- **Problem to solve**: The records that follow must all be duplicated exactly.

Point-per-instance localization data
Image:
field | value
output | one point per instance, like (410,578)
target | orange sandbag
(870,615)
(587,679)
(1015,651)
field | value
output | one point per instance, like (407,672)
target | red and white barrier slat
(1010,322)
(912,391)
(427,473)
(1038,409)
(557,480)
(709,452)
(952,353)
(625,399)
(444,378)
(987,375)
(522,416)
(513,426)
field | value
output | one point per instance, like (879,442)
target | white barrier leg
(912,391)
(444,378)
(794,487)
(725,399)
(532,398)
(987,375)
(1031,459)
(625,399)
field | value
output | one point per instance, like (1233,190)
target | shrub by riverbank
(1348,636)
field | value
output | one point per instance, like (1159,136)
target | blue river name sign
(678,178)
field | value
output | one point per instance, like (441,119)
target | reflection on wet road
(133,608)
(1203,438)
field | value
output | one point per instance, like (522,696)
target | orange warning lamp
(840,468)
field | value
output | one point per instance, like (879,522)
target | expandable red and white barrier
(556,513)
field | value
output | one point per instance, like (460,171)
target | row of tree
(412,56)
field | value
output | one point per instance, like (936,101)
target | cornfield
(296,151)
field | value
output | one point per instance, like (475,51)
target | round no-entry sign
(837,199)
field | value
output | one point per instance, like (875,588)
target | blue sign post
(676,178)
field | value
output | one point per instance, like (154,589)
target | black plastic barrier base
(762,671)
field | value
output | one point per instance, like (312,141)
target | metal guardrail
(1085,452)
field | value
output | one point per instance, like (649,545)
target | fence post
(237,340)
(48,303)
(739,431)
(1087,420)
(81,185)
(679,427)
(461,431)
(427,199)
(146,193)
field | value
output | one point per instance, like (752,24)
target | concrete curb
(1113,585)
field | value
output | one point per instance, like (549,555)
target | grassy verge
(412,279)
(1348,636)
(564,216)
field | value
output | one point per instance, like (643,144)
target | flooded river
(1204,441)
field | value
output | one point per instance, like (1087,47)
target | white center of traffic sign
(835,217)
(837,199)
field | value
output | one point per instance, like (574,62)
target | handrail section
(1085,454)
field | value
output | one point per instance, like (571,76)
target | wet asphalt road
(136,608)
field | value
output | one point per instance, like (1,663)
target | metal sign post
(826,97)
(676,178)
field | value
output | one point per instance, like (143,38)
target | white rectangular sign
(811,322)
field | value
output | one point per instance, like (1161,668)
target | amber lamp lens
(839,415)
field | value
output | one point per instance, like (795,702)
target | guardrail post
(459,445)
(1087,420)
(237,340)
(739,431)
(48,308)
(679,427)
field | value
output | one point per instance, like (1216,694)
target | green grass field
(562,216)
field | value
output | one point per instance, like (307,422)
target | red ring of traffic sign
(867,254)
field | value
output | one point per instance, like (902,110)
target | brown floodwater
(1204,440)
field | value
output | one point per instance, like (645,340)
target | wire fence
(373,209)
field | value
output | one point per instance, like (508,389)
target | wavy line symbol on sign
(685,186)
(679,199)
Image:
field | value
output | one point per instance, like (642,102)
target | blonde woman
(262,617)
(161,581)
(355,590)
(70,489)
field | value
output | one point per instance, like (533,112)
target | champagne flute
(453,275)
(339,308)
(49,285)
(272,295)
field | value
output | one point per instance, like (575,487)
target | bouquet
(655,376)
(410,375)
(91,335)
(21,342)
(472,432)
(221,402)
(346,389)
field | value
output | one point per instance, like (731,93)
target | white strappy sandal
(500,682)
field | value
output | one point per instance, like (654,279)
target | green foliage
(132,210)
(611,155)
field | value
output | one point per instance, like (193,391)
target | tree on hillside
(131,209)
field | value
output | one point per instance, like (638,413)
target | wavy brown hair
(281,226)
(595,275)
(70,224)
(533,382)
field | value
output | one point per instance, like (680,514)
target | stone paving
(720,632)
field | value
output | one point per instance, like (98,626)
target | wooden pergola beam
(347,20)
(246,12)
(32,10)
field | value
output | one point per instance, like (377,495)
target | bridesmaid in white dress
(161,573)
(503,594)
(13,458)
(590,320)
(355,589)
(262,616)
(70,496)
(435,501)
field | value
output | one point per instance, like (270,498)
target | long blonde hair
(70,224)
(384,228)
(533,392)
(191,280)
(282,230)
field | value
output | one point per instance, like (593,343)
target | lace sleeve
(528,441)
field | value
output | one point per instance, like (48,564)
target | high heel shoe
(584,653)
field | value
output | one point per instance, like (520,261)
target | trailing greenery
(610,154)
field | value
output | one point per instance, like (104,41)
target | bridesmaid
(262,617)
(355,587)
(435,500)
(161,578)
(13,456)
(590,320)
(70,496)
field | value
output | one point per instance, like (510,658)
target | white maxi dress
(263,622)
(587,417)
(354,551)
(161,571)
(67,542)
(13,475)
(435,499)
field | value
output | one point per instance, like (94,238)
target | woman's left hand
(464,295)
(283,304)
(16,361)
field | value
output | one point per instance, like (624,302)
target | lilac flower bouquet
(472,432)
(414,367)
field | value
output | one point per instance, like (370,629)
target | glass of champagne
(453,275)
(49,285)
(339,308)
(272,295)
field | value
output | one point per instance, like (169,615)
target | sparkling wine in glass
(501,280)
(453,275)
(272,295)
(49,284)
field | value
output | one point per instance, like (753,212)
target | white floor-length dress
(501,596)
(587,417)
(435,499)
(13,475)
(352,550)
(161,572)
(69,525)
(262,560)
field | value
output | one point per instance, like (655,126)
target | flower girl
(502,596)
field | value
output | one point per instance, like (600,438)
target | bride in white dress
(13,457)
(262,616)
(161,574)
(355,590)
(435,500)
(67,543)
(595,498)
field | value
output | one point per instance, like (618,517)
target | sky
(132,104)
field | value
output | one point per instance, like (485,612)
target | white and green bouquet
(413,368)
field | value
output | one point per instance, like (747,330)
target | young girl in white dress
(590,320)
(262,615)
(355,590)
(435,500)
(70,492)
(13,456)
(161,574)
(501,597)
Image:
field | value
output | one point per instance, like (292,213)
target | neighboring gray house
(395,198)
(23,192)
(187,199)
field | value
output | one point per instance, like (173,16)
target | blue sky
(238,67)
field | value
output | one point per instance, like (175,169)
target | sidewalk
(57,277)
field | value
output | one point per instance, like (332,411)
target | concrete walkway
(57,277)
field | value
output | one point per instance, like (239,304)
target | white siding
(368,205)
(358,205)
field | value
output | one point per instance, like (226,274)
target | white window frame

- **Response area**:
Image:
field | value
output | one point per instance, like (410,578)
target | orange sandbag
(870,615)
(587,679)
(1015,651)
field | value
output | one point per instance, like (407,672)
target | red and white barrier slat
(1010,322)
(912,391)
(427,473)
(1038,409)
(557,480)
(709,452)
(952,353)
(625,399)
(444,378)
(987,375)
(522,416)
(513,426)
field | value
output | one point per instance, like (879,442)
target | white barrier leg
(912,391)
(444,378)
(794,487)
(725,399)
(532,398)
(987,375)
(1031,459)
(625,399)
field | value
output | one point per instance, like (1233,190)
target | shrub by riverbank
(1348,636)
field | value
output | one point per instance, like (1159,136)
target | blue river name sign
(678,178)
field | value
output | one point per instance, like (441,119)
target | reflection on wet road
(133,608)
(1203,438)
field | value
output | one point per instance, like (522,696)
target | orange warning lamp
(840,468)
field | value
output | one point per instance, like (879,522)
target | expandable red and white barrier
(556,513)
field | value
output | one point per instance, like (460,171)
target | row of tree
(412,56)
field | value
output | one point per instance, like (936,101)
target | cornfield
(296,151)
field | value
output | one point per instance, like (475,51)
target | round no-entry sign
(837,199)
field | value
output | one point per instance, like (875,588)
target | blue sign post
(676,178)
field | value
output | one point per instance, like (154,589)
target | black plastic barrier base
(762,671)
field | value
output | one point per instance, like (312,141)
target | metal guardrail
(1085,452)
field | value
output | one point per instance, like (649,545)
target | fence post
(237,340)
(48,303)
(739,431)
(1087,420)
(81,185)
(679,427)
(461,431)
(427,199)
(146,193)
field | value
output | one point per instance, like (752,24)
target | concrete curb
(1113,585)
field | value
output | one point per instance, like (549,555)
target | grassy verge
(412,279)
(1348,636)
(564,216)
field | value
output | one point per instance, like (643,144)
target | flooded river
(1204,441)
field | value
output | one point per instance, like (1087,47)
target | white center of traffic sign
(835,217)
(837,199)
field | value
output | one point per instance, like (574,62)
target | handrail section
(1085,454)
field | value
output | one point per instance, like (571,76)
target | wet asphalt road
(136,608)
field | value
output | one point per instance, like (1,663)
target | metal sign post
(826,97)
(676,178)
field | value
output | one point per instance, like (143,38)
target | white rectangular sign
(811,322)
field | value
output | one point per instance, like (1161,668)
target | amber lamp lens
(839,415)
field | value
output | one point per instance, like (795,702)
target | guardrail post
(459,445)
(1087,420)
(237,340)
(739,431)
(48,308)
(679,427)
field | value
output | one point per instance, like (1216,694)
target | green grass field
(562,216)
field | value
output | one point per instance, like (307,422)
target | red ring of traffic sign
(867,254)
field | value
output | one point per instance, like (902,110)
target | brown floodwater
(1204,440)
field | value
output | one point per instance, like (645,340)
target | wire fence
(373,209)
field | value
output | one point per instance, like (508,389)
target | wavy line symbol on sign
(685,186)
(679,199)
Image:
field | value
output | one point per instance, like (642,102)
target | blonde woman
(262,617)
(161,581)
(355,590)
(70,489)
field | value
output | one point per instance, like (533,112)
target | champagne flute
(453,275)
(339,308)
(49,285)
(272,295)
field | value
output | one point per instance, like (575,487)
target | bouquet
(655,376)
(410,375)
(91,335)
(21,342)
(472,432)
(221,402)
(346,389)
field | value
output | one point per instance, like (731,93)
target | white strappy sandal
(500,682)
field | value
output | one point per instance, like (654,279)
target | green foliage
(132,210)
(611,155)
field | value
output | one point per instance, like (193,391)
target | tree on hillside
(131,209)
field | value
output | one point per instance, like (638,413)
target | wavy brown hair
(281,226)
(595,275)
(70,224)
(533,382)
field | value
output | one point per instance, like (680,514)
target | stone paving
(720,632)
field | value
output | one point per instance, like (98,626)
target | wooden pergola beam
(347,20)
(246,12)
(32,10)
field | value
output | one point per instance, like (377,495)
target | bridesmaid in white dress
(161,573)
(503,594)
(13,458)
(590,320)
(355,589)
(262,616)
(70,496)
(435,501)
field | value
output | one point per instance, like (270,498)
target | long blonde hair
(70,224)
(384,228)
(533,392)
(191,280)
(282,230)
field | value
output | one point per instance, like (593,343)
target | lace sleeve
(528,441)
field | value
output | one point per instance, like (48,564)
target | high heel shoe
(584,653)
field | value
output | one point per instance, like (520,261)
target | trailing greenery
(610,154)
field | value
output | one point per instance, like (104,41)
target | bridesmaid
(262,617)
(355,587)
(435,500)
(161,578)
(13,456)
(590,320)
(70,496)
field | value
output | one point per instance, like (510,658)
target | white maxi dress
(263,622)
(587,417)
(354,551)
(161,571)
(67,542)
(13,475)
(435,499)
field | value
output | one point per instance, like (94,238)
target | woman's left hand
(464,295)
(283,304)
(16,361)
field | value
output | one point per instance, like (624,302)
target | lilac flower bouquet
(472,432)
(414,367)
field | value
output | one point per instance, like (370,629)
target | glass of champagne
(453,275)
(49,285)
(339,308)
(272,295)
field | value
output | one point per instance, like (169,615)
target | sparkling wine in glass
(501,280)
(453,275)
(272,295)
(49,284)
field | value
output | one point per instance, like (753,212)
target | white floor-length dress
(501,596)
(587,417)
(435,499)
(13,475)
(352,550)
(161,572)
(69,525)
(262,560)
field | value
output | one point per instance, like (655,126)
target | flower girl
(502,596)
field | value
output | one point per instance, like (600,438)
target | bride in white dress
(13,457)
(262,616)
(161,574)
(355,590)
(435,500)
(67,543)
(595,498)
field | value
output | one point per instance, like (618,517)
target | sky
(132,104)
field | value
output | one point per instance, like (485,612)
target | white and green bouquet
(413,368)
field | value
output | one point per instance, like (747,330)
target | young girl in white dress
(590,320)
(262,615)
(355,590)
(435,500)
(70,492)
(13,456)
(161,574)
(501,597)
Image:
field | value
output | one point per instance, like (292,213)
target | neighboring gray house
(395,198)
(23,192)
(187,199)
field | value
output | one point per instance, like (173,16)
target | blue sky
(238,67)
field | value
output | one point per instance, like (175,169)
target | sidewalk
(57,277)
field | value
output | one point per instance, like (332,411)
target | concrete walkway
(57,277)
field | value
output | one point per instance, like (239,304)
target | white siding
(368,205)
(358,205)
field | value
output | one point per instance, like (226,274)
target | white window frame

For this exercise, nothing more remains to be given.